=== Problem to work on ===
The line containing "Target: circular stone fort" marks the start; please restate exactly that line and only the lines following it through the end of the material below.

=== Extracted information ===
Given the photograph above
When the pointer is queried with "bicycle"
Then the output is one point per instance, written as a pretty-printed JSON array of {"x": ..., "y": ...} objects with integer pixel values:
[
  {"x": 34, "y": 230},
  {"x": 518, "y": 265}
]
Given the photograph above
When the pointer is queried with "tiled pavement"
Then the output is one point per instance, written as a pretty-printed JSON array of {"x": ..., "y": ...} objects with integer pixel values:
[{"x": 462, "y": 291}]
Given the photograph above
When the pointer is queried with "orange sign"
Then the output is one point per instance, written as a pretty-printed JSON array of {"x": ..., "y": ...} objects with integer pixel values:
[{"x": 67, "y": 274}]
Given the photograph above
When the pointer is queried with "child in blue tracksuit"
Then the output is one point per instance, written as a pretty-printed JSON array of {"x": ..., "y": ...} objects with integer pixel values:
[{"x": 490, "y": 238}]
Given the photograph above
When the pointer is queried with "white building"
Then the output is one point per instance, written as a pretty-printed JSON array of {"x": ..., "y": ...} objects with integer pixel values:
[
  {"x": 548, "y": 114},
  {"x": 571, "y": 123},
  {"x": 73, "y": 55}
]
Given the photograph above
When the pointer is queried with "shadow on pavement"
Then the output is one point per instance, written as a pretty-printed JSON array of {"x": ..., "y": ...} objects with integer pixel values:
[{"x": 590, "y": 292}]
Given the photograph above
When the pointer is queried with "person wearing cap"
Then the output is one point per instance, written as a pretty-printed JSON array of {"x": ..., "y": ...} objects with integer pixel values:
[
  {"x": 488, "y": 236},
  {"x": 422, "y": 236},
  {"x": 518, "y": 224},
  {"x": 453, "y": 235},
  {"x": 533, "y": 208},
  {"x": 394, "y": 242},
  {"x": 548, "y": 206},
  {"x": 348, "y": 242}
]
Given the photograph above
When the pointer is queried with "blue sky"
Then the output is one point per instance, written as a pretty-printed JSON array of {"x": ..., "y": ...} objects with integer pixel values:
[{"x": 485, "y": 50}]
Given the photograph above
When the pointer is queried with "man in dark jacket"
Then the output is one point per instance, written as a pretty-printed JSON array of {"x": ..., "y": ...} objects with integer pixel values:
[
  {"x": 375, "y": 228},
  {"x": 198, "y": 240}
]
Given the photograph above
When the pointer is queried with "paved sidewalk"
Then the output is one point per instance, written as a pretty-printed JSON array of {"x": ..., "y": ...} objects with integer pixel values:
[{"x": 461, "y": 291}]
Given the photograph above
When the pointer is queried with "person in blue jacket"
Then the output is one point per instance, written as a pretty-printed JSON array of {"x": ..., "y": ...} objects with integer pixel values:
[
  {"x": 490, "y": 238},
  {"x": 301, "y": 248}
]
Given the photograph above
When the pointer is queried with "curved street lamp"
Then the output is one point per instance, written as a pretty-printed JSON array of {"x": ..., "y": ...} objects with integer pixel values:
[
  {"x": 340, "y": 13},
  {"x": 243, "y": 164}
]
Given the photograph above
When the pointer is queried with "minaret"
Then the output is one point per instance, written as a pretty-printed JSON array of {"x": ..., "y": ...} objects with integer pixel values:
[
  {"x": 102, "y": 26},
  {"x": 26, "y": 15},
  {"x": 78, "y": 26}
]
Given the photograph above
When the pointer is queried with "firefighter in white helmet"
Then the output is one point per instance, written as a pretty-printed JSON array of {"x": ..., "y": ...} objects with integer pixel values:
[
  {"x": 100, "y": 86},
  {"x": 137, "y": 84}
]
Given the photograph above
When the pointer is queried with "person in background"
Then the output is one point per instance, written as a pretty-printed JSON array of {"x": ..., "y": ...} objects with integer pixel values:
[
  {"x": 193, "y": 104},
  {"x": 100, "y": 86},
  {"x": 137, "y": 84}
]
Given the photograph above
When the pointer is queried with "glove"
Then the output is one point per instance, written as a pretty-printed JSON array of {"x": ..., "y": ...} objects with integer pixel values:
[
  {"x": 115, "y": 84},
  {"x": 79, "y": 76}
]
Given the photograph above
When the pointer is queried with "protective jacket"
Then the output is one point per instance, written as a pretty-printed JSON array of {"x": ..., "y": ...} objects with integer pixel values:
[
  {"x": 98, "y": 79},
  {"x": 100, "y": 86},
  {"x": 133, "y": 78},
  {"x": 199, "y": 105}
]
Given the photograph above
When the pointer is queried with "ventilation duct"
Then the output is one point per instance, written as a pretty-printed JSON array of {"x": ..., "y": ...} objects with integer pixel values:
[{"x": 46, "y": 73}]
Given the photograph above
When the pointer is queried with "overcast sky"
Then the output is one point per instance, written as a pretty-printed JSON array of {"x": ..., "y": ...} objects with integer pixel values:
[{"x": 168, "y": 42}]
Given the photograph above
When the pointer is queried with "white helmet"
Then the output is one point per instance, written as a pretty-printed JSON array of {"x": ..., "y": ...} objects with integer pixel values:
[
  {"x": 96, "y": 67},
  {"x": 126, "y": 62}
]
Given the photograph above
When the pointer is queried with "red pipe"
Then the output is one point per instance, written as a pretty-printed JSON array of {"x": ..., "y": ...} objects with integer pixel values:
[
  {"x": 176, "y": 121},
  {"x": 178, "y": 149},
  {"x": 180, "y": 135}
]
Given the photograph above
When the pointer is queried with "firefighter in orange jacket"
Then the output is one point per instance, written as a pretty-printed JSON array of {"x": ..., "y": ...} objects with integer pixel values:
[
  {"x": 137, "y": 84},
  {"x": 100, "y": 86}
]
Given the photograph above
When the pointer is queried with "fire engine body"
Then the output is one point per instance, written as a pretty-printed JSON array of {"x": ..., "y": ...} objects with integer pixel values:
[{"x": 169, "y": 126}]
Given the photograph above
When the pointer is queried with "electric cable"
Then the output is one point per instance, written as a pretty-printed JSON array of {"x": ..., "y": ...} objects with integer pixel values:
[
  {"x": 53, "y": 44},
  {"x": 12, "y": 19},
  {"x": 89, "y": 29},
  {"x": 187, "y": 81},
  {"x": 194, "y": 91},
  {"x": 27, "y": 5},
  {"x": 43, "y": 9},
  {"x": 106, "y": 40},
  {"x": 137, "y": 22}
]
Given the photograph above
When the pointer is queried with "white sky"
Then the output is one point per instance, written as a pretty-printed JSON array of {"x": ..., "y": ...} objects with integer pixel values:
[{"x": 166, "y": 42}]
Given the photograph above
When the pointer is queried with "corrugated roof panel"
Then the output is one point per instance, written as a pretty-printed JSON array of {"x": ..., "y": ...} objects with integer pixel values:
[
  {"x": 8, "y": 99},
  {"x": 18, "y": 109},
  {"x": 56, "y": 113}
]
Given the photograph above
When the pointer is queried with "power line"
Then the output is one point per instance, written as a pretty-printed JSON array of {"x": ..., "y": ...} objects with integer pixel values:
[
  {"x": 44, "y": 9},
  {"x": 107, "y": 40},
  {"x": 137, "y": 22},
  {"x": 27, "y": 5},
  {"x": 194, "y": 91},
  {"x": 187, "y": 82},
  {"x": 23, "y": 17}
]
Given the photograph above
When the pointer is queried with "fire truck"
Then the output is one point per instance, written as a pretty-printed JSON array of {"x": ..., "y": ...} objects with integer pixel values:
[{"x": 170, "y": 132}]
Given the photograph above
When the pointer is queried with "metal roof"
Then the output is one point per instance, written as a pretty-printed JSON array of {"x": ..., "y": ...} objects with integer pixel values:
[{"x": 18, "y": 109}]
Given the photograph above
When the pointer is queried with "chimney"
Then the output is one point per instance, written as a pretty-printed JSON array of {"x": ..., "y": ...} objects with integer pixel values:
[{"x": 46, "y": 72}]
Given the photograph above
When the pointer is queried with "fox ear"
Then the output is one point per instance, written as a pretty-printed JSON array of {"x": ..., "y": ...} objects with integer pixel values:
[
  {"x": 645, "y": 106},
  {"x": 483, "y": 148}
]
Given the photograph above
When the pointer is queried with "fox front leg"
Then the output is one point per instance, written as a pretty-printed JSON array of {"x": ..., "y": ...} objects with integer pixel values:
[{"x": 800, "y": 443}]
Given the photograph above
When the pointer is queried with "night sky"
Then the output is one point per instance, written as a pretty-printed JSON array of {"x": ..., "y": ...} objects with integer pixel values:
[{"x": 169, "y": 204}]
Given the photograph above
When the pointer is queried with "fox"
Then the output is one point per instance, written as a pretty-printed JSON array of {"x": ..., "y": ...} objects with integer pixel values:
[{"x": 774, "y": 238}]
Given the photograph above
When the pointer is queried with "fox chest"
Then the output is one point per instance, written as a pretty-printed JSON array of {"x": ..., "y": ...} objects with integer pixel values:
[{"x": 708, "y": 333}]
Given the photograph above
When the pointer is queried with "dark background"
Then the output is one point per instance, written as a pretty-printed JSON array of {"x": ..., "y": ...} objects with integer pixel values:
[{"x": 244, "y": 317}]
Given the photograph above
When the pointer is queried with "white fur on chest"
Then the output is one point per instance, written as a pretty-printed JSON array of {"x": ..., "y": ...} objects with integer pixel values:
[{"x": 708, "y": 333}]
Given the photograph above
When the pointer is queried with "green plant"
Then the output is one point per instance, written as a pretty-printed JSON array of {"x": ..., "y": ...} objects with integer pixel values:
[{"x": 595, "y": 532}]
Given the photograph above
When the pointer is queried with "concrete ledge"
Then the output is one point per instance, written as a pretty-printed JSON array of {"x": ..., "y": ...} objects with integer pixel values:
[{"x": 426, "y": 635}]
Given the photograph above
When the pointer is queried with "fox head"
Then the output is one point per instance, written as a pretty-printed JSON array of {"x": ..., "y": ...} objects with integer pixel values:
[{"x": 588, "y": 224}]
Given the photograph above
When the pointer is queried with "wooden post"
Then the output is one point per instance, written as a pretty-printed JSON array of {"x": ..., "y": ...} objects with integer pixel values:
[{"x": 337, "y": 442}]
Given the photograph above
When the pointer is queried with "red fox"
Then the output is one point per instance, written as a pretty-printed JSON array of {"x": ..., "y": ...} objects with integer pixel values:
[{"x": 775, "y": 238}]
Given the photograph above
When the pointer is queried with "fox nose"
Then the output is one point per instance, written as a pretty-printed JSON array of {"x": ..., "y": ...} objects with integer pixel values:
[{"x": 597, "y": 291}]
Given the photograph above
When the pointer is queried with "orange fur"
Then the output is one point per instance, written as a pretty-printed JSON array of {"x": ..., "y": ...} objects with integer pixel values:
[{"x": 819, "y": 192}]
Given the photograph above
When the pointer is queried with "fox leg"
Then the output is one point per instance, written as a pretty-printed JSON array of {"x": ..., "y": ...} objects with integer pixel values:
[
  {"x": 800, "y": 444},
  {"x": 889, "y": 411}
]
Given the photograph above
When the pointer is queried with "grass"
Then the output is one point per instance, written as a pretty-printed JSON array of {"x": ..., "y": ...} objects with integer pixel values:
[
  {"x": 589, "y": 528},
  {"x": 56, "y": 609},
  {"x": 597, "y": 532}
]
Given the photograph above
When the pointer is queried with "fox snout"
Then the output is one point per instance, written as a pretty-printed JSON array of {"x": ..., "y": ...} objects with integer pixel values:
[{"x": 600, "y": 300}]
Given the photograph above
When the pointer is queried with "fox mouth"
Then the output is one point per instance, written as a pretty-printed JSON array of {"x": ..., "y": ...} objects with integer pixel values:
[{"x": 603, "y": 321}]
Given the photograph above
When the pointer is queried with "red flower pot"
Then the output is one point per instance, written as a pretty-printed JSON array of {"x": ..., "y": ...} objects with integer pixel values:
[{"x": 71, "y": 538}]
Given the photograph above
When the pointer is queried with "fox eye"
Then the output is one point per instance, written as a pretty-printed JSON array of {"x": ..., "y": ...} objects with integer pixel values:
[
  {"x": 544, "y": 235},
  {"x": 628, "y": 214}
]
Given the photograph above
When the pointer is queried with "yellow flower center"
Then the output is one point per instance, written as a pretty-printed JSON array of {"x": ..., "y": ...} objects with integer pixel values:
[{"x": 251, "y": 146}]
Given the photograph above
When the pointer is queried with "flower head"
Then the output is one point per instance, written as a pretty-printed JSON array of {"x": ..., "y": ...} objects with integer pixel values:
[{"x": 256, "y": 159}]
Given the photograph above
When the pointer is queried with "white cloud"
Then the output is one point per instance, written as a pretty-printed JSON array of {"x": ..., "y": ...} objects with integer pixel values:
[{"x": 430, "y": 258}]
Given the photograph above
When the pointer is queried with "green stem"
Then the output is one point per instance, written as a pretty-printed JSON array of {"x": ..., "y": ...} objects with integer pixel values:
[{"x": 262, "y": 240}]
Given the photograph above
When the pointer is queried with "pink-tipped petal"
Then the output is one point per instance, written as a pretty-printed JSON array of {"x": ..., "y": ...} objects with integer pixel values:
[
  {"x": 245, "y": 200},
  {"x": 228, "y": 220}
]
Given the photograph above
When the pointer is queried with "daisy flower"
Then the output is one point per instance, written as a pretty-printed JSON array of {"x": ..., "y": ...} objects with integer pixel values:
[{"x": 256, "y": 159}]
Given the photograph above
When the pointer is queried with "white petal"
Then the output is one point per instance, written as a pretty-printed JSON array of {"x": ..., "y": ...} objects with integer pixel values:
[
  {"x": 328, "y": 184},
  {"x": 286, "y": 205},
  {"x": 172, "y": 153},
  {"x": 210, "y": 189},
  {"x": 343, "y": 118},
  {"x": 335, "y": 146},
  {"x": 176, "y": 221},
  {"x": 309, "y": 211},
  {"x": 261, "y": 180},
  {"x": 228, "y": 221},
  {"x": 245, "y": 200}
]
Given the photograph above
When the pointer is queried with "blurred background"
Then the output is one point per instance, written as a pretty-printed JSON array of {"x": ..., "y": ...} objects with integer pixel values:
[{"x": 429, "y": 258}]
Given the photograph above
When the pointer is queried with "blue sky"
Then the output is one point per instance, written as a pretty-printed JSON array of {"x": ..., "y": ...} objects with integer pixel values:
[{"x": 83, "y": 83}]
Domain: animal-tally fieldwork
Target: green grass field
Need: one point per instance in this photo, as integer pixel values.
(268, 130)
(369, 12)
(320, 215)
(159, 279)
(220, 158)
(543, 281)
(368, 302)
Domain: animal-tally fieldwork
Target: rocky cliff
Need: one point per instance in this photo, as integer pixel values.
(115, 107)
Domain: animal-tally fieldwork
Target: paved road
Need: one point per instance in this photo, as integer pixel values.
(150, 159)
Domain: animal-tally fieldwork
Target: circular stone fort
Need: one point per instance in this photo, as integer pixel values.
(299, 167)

=== Answer to this problem ===
Target: circular stone fort
Need: one point per instance in this photo, as integer pixel values.
(299, 167)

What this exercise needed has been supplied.